• **Set problem**
Repeat the full listing, word for word.

• **Dataset entries**
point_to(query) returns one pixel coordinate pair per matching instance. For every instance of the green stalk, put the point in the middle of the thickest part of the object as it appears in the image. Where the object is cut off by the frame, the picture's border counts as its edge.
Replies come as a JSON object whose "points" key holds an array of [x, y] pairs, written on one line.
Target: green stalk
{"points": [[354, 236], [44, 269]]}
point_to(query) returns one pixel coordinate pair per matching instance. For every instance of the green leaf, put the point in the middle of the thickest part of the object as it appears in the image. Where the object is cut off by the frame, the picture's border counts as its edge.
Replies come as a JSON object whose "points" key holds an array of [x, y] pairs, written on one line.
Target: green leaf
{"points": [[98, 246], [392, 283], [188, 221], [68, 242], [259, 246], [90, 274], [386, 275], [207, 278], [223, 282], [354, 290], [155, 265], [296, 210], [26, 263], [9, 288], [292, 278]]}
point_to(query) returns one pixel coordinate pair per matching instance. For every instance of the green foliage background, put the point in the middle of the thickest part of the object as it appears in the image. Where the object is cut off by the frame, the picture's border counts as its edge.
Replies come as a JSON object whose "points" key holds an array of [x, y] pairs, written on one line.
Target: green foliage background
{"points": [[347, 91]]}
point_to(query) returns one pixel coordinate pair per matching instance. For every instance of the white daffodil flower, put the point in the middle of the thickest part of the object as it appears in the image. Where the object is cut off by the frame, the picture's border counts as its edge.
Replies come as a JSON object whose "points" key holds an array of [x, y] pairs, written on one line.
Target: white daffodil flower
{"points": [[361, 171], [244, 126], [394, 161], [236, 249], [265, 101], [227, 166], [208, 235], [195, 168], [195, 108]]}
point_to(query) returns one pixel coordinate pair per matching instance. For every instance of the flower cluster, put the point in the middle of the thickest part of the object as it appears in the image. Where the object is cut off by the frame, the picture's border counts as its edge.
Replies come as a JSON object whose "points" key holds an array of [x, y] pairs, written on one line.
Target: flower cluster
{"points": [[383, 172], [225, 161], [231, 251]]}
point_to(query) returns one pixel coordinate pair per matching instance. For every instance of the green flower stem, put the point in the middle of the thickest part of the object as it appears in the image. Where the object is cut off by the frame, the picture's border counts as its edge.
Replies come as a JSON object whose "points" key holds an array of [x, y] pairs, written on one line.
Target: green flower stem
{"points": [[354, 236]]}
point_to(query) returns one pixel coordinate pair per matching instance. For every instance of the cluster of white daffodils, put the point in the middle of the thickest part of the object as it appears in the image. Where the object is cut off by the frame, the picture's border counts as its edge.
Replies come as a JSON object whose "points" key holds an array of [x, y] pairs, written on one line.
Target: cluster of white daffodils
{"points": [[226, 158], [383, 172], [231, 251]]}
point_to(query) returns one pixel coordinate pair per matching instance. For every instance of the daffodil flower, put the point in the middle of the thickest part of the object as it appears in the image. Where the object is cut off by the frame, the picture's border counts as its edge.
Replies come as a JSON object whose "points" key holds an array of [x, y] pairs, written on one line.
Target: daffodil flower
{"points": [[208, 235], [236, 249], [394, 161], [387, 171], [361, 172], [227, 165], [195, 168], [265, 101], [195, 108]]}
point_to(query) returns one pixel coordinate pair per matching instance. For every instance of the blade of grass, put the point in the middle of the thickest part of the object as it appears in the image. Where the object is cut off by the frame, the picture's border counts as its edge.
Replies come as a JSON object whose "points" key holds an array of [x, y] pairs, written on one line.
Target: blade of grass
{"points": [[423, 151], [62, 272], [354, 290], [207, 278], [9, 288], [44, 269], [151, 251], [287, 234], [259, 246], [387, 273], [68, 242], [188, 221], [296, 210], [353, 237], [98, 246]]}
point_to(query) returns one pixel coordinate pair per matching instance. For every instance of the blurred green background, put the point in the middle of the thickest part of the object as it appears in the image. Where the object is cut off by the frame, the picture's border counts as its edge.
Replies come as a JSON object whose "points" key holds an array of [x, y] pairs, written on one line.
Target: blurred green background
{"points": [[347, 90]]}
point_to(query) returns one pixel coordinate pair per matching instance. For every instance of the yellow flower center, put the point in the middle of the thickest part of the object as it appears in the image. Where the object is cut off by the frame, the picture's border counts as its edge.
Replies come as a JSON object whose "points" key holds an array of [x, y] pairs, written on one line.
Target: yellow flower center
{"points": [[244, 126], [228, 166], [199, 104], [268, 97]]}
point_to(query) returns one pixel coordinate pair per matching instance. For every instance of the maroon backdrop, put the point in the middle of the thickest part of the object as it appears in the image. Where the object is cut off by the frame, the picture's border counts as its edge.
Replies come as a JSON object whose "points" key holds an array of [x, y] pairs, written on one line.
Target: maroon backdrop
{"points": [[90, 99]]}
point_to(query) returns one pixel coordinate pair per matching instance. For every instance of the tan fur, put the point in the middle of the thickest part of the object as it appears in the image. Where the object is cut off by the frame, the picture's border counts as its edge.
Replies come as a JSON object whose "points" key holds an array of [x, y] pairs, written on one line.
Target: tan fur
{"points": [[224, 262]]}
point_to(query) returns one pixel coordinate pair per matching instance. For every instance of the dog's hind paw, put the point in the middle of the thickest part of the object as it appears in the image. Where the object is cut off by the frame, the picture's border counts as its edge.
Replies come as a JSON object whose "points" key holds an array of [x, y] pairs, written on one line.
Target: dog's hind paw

• **Result**
point_to(query) returns one pixel coordinate pair per matching instance. For every instance of the green stalk, put the point in the middle of the thickest part of the object as it appears in the image. Where the object is cut off by the frame, the picture's border counts as its edge.
Replies come as a JSON object whose "points" key holds an array of [x, y] pairs, written on one line.
Target: green stalk
{"points": [[354, 236], [44, 269]]}
point_to(query) returns one pixel coordinate pair per matching instance. For every instance of the green leaf, put the point in the middle of the thickest part of the object as it appears in the image. Where the object is cut off by the frame, the picture's border counts as its edge.
Replies come as a JSON object whose "points" key holds an array of [x, y] pairs, written on one line.
Target: green leaf
{"points": [[98, 246], [392, 283], [188, 221], [68, 242], [259, 246], [90, 274], [386, 275], [207, 278], [223, 282], [354, 290], [155, 265], [296, 210], [26, 263], [9, 288], [292, 278]]}
point_to(query) returns one pixel coordinate pair per matching instance. For every instance of the green foliage background, put the point in the middle of the thickest part of the object as it appears in the image. Where the object is cut off by the frame, the picture's border counts as its edge.
Replies come as a JSON object whose "points" key holds an array of [x, y] pairs, written on one line.
Target: green foliage background
{"points": [[347, 91]]}
point_to(query) returns one pixel coordinate pair per matching instance. For every instance of the white daffodil flower, put the point in the middle of the thickest part of the object as it appears in the image. Where the object is cut off by the frame, the picture's border counts as its edge.
Replies come as a JSON object whose "points" key holds an array of [x, y] pairs, written on one line.
Target: white daffodil flower
{"points": [[361, 171], [244, 126], [394, 161], [236, 249], [265, 101], [227, 166], [208, 235], [195, 168], [195, 108]]}
point_to(query) returns one pixel coordinate pair per matching instance. For every instance of the flower cluster, put the point in the middle of the thickest part of the object as it appears in the image. Where the object is cut off by the frame, the picture's border counts as its edge.
Replies come as a JSON object whose "points" key holds an array of [x, y] pairs, written on one line.
Target: flower cluster
{"points": [[383, 172], [225, 161], [231, 251]]}
point_to(query) returns one pixel coordinate pair per matching instance. For every instance of the green flower stem, put the point in the middle of the thickest part of the object as it appears in the image. Where the object is cut off by the frame, the picture's border counts as its edge.
Replies come as a JSON object whose "points" key holds an array of [x, y] pairs, written on one line.
Target: green flower stem
{"points": [[354, 236]]}
point_to(query) returns one pixel coordinate pair per matching instance. For every instance of the cluster of white daffodils, put the point in the middle of the thickest part of the object as it appears in the image. Where the object is cut off by the frame, the picture's border counts as its edge.
Replies come as a JSON object whose "points" key holds an array of [x, y] pairs, written on one line.
Target: cluster of white daffodils
{"points": [[226, 158], [383, 172], [231, 251]]}
point_to(query) returns one pixel coordinate pair per matching instance. For every instance of the daffodil flower, put the point in the middle of the thickest part of the object as it appears in the image. Where the object is cut off by the frame, the picture's border counts as its edge.
Replies come as a JSON object whose "points" key holds an array of [x, y] pairs, written on one line.
Target: daffodil flower
{"points": [[208, 235], [236, 249], [394, 161], [387, 171], [361, 172], [227, 165], [195, 168], [265, 101], [195, 108]]}
point_to(query) returns one pixel coordinate pair per matching instance. For every instance of the blade of grass, put the point in the middle of the thickest part of the object as it appears in the image. Where the object is cut off by the frame, the picture's border counts as its edge.
Replies come as a JSON object whose "points" key holds an array of [x, y] pairs, written on one line.
Target: blade of grass
{"points": [[423, 151], [62, 272], [354, 290], [207, 278], [9, 288], [44, 269], [151, 251], [287, 234], [259, 246], [387, 273], [68, 242], [188, 221], [296, 210], [353, 237], [98, 246]]}
point_to(query) returns one pixel coordinate pair per matching instance. For every instance of the blurred green background, put the point in the middle of the thickest part of the object as it appears in the image. Where the object is cut off by the frame, the picture's border counts as its edge.
Replies come as a JSON object whose "points" key holds an array of [x, y] pairs, written on one line.
Target: blurred green background
{"points": [[347, 90]]}
point_to(query) returns one pixel coordinate pair per matching instance. For every instance of the yellow flower center, put the point in the middle of the thickest part of the object as it appears in the image. Where the object is cut off by the frame, the picture's border counts as its edge.
Replies come as a JSON object whose "points" key holds an array of [x, y] pairs, written on one line.
Target: yellow flower center
{"points": [[244, 126], [228, 166], [199, 104], [268, 97]]}
point_to(query) returns one pixel coordinate pair per matching instance. For every instance of the maroon backdrop, put the point in the middle of the thickest part of the object as it appears in the image. Where the object is cut off by the frame, the picture's border counts as its edge.
Replies come as a JSON object whose "points" key holds an array of [x, y] pairs, written on one line.
Target: maroon backdrop
{"points": [[90, 99]]}
point_to(query) returns one pixel coordinate pair per matching instance. For every instance of the tan fur, put the point in the middle of the thickest part of the object as it appears in the image. Where the object is cut off by the frame, the picture's border counts as its edge.
Replies come as a JSON object whose "points" key holds an array of [x, y] pairs, written on one line.
Target: tan fur
{"points": [[224, 262]]}
point_to(query) returns one pixel coordinate pair per matching instance. For every instance of the dog's hind paw, put the point in the middle of the thickest part of the object as it appears in the image. Where the object is cut off by the frame, the picture's border counts as its edge.
Replies come as a JSON object whose "points" key holds an array of [x, y] pairs, written on one line.
Target: dog's hind paw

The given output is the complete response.